WORK TO BE COMPLETED
Reproduce each of the following records verbatim, line for line, and omit the pictures from your output.

-- START OF EXERCISE INPUTS --

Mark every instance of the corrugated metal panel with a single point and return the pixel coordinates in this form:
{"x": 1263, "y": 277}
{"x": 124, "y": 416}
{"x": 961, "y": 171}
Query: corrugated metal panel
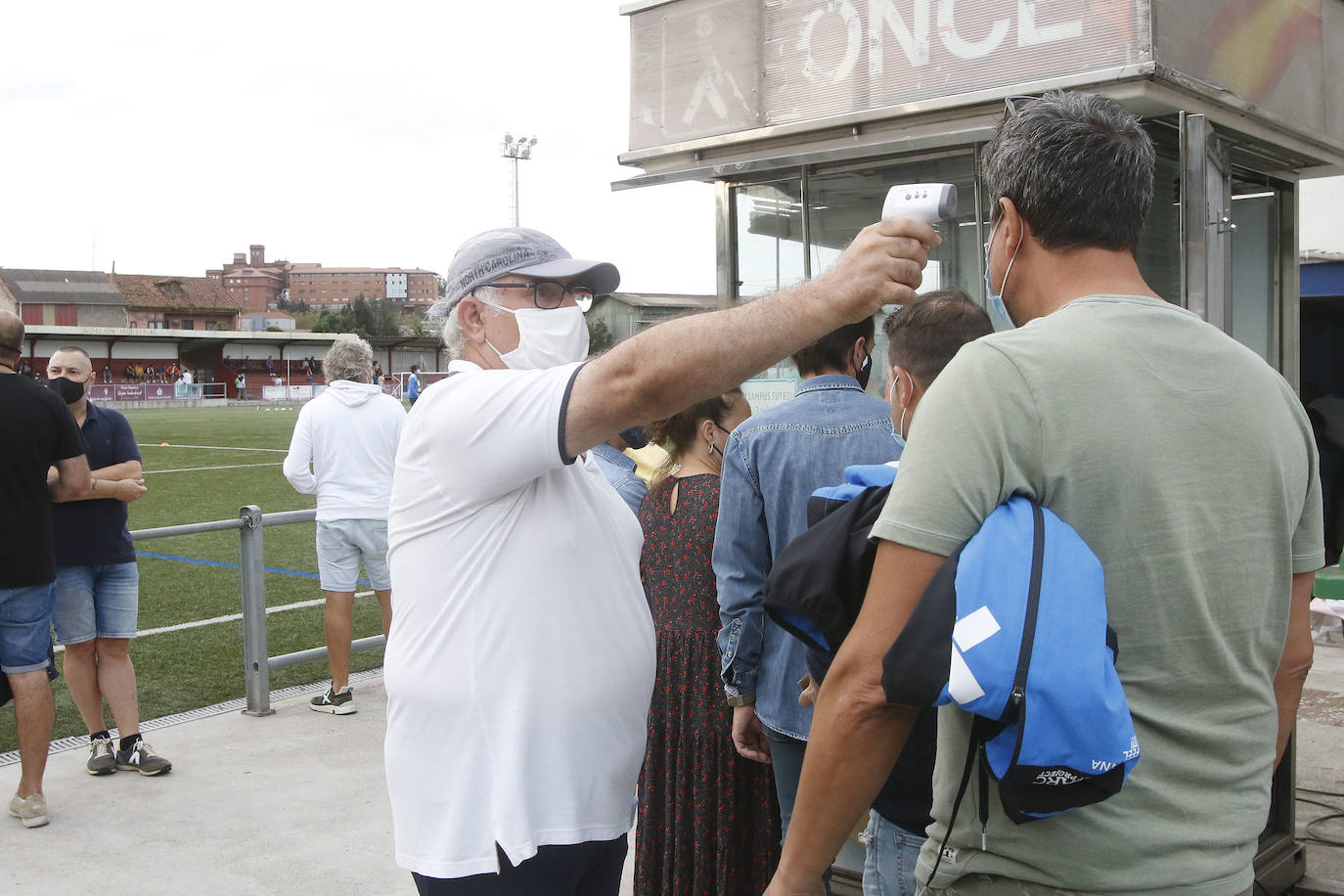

-- END OF EXERCISE INPUTS --

RESULT OF THE TASK
Mark every instance of the corrugated metal panel with a single point and return the pixel coordinates in this form:
{"x": 1263, "y": 277}
{"x": 124, "y": 416}
{"x": 961, "y": 171}
Query: corrugated metal panel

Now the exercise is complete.